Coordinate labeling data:
-------

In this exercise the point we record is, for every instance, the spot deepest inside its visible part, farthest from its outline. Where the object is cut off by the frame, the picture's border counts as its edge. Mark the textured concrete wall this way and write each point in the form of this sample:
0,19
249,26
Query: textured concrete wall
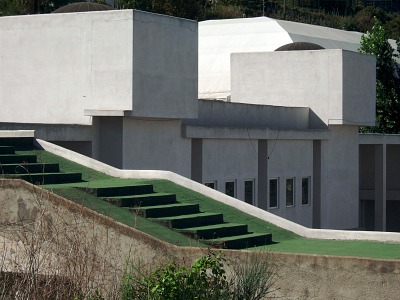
155,145
340,178
298,276
164,66
291,159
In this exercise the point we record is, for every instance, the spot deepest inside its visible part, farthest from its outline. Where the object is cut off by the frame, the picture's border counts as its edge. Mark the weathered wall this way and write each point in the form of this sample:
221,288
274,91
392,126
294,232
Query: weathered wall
298,276
155,145
340,179
291,159
63,68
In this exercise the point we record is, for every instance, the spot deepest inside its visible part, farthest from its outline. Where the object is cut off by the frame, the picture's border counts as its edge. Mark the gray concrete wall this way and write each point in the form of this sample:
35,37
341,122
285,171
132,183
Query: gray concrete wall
326,81
340,179
230,160
164,66
155,145
221,113
291,159
64,68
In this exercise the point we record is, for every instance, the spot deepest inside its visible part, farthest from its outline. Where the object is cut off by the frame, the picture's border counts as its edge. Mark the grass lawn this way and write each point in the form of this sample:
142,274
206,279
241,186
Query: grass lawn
284,241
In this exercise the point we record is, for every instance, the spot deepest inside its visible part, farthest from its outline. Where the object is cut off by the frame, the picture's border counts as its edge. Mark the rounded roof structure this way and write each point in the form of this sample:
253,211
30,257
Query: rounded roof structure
81,7
298,46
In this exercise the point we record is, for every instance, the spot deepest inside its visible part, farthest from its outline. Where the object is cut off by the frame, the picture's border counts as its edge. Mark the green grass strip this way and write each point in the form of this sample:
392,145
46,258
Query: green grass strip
284,241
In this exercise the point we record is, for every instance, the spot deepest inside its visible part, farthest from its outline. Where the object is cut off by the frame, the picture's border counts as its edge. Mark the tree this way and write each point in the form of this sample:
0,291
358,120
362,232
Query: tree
387,79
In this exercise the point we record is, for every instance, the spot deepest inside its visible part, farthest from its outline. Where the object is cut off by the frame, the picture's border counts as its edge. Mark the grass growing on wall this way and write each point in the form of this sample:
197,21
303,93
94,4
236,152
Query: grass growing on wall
284,241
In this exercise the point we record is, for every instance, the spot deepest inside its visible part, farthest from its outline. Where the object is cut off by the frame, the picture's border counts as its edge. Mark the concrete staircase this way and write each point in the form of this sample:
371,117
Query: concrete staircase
26,167
209,227
141,199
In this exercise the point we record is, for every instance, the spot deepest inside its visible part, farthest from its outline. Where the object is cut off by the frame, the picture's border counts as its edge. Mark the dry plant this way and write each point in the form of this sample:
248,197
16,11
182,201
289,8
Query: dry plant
50,254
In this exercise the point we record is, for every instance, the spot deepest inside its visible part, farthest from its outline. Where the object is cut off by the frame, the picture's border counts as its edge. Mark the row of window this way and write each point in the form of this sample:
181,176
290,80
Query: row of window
290,191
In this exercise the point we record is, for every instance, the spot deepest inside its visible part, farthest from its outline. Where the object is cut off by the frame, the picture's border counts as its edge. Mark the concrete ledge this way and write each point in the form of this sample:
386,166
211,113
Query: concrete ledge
377,138
202,132
16,133
392,237
104,113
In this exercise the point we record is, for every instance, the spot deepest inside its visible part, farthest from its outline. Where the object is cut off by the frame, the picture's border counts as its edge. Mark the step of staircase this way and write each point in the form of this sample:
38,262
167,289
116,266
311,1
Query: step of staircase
241,241
215,231
169,210
17,141
114,191
7,150
29,168
17,158
50,178
142,200
192,220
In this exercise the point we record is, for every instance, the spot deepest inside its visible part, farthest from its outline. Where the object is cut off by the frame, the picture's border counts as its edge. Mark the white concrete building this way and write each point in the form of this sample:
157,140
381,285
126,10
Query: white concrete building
210,101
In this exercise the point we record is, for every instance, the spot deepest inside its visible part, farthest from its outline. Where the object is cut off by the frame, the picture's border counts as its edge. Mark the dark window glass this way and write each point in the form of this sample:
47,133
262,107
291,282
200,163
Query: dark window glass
273,192
305,191
289,192
230,188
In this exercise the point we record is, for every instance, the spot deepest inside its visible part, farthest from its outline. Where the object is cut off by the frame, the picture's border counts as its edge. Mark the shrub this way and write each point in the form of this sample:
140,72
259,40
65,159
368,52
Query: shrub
205,279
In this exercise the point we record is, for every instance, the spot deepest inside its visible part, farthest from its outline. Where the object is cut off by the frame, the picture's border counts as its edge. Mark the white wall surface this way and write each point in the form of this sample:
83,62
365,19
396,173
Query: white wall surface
340,179
198,187
218,39
155,145
230,160
327,81
291,159
54,67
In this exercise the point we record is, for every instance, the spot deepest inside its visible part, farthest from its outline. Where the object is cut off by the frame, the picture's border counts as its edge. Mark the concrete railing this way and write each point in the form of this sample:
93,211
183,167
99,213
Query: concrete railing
393,237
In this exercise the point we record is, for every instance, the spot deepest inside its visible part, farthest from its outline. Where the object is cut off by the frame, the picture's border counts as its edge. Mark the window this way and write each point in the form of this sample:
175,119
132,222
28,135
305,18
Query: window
211,184
230,188
290,192
273,193
305,191
249,191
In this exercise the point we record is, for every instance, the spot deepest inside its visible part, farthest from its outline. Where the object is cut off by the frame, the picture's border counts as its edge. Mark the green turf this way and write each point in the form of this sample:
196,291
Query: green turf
284,241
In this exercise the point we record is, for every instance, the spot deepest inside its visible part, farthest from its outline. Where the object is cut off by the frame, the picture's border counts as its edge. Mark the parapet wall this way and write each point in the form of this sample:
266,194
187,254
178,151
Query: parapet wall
297,276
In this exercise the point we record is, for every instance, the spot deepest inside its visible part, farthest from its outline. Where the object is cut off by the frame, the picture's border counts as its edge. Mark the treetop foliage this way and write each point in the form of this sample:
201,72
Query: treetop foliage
375,42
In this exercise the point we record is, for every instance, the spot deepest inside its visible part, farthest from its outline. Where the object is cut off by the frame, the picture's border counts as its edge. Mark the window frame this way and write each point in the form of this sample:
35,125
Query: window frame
277,192
234,187
293,179
252,190
214,182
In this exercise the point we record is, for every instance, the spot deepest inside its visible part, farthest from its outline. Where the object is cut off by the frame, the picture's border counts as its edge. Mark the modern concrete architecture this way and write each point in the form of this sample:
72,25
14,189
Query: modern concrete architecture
212,102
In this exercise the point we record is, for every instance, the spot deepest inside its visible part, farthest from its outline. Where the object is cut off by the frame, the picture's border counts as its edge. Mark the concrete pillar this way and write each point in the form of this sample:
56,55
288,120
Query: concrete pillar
316,187
380,187
197,160
262,175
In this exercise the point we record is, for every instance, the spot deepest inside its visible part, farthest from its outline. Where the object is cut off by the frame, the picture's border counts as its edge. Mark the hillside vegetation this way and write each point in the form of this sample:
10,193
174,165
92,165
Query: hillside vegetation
355,15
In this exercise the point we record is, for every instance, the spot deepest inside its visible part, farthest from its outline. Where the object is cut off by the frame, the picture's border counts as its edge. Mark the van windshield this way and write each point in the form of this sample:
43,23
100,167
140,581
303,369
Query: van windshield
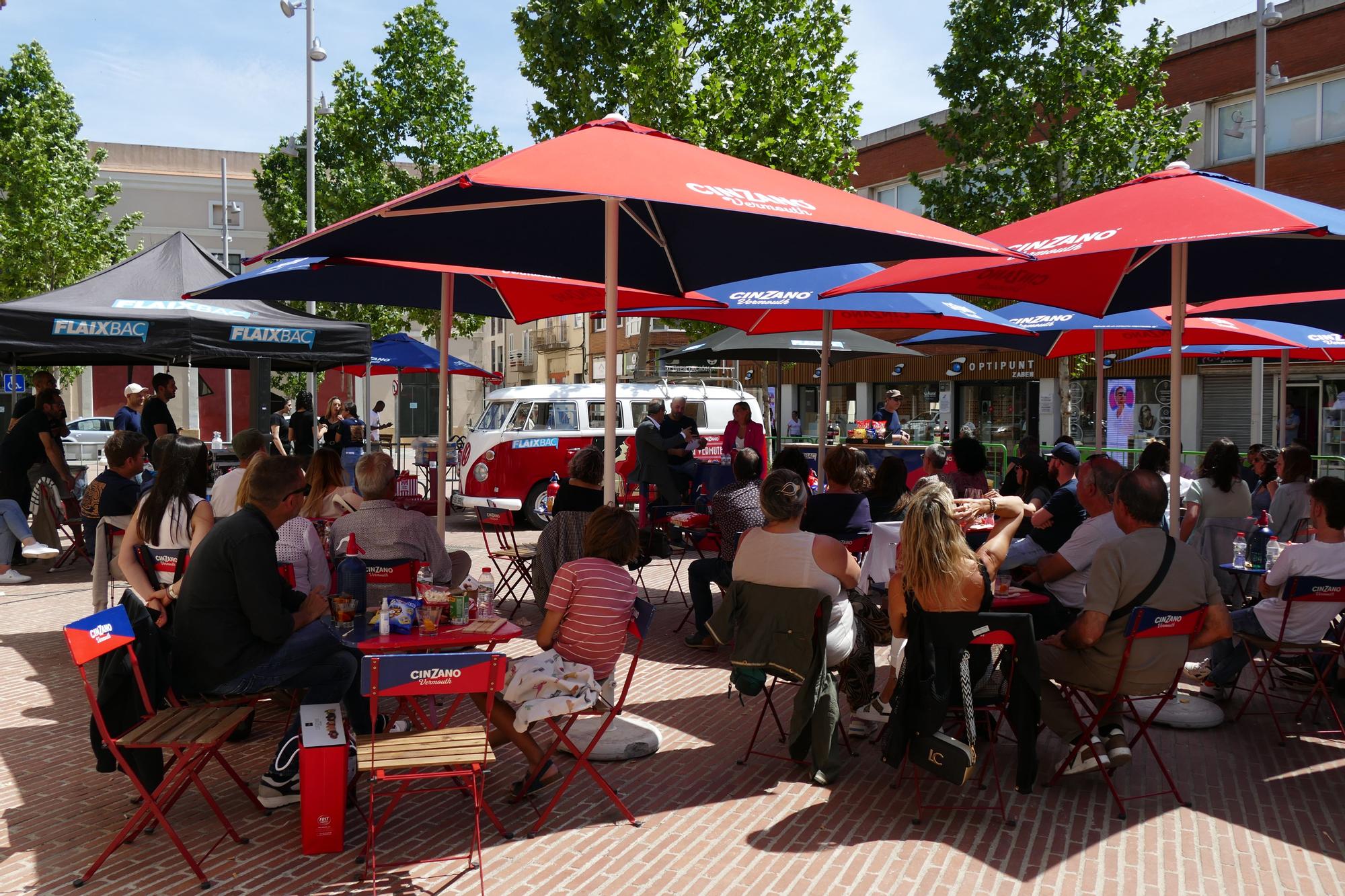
496,415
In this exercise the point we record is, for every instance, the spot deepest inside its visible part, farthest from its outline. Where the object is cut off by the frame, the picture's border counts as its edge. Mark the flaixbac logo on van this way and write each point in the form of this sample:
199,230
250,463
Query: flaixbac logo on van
274,335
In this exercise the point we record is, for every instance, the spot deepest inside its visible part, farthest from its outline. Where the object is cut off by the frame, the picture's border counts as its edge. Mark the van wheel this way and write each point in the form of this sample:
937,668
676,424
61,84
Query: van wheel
535,506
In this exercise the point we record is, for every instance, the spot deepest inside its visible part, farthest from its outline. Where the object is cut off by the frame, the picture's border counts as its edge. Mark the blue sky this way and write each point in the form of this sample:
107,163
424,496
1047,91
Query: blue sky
229,75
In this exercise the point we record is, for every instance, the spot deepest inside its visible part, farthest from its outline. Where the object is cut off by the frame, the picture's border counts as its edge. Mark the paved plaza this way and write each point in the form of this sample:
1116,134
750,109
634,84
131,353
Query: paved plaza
1265,818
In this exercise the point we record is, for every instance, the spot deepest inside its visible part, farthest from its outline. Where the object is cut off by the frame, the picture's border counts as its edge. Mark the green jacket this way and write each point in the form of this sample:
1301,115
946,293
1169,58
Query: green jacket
783,633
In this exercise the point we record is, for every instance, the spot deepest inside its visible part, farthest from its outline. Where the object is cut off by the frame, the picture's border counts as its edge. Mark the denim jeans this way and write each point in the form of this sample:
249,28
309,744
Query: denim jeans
700,576
1229,657
311,658
14,528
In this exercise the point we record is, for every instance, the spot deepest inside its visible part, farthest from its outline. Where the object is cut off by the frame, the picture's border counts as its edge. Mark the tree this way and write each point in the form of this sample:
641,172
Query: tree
762,80
1046,107
54,227
406,127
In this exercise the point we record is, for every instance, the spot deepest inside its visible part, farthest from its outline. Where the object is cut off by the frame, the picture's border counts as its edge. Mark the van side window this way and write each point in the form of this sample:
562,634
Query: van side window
598,416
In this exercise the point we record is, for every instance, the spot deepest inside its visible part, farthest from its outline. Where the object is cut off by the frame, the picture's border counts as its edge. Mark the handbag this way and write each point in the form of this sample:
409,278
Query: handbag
941,755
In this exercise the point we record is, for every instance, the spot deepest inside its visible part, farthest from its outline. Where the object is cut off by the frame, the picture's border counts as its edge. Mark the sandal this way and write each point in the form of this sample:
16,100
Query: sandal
539,784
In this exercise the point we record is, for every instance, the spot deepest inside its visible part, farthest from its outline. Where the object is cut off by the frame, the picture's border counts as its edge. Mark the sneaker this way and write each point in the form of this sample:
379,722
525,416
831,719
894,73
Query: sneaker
1086,760
700,642
875,710
274,792
1117,744
1198,671
40,552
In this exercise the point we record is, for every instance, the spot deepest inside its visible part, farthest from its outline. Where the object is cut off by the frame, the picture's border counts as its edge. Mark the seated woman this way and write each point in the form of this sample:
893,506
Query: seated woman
781,553
583,490
588,611
841,512
890,489
969,456
329,494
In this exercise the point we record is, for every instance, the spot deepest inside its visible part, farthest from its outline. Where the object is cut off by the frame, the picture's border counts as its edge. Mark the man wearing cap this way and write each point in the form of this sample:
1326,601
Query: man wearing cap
1058,518
128,416
888,415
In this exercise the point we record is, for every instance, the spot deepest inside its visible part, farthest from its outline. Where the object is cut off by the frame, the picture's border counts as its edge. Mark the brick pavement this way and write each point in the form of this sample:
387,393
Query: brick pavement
1265,819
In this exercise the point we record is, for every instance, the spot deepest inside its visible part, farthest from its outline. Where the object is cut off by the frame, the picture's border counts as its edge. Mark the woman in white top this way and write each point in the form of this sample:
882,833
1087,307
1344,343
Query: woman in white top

-------

Exercise requirements: The required output is the exact sequence of lines from the one containing "Mark the man" through the end of the listing, both endpoints included.

Full output:
In this exercise the point we record is, for every instance, the spot deepest inside its visible part, farthest from its outline. Where the object is cut off by the frame, the picture's border counts as its edge. Mark the man wearing cap this way and write each point in the form of this sample:
1326,601
Query: man wearing cap
1058,518
128,416
888,415
In this exercise the point we record is, for every instance, the spot deepest inside its visible part, farthest from its outline. Where the object is cut off by the frame, the picture's border counts as its edge. Mark the brick pavement this way and write each point in the form of this sample:
387,393
Query: brick pavement
1265,819
In this exercise the point we record is, for every instance, the spot deepest inside its visible part, farthest from its outline. Where the object is cut off by the frame, the picture's border counts as its edge. Mark the woman in white top this way and write each point in the form of this sample:
882,833
1087,307
1344,343
Query: woman in white top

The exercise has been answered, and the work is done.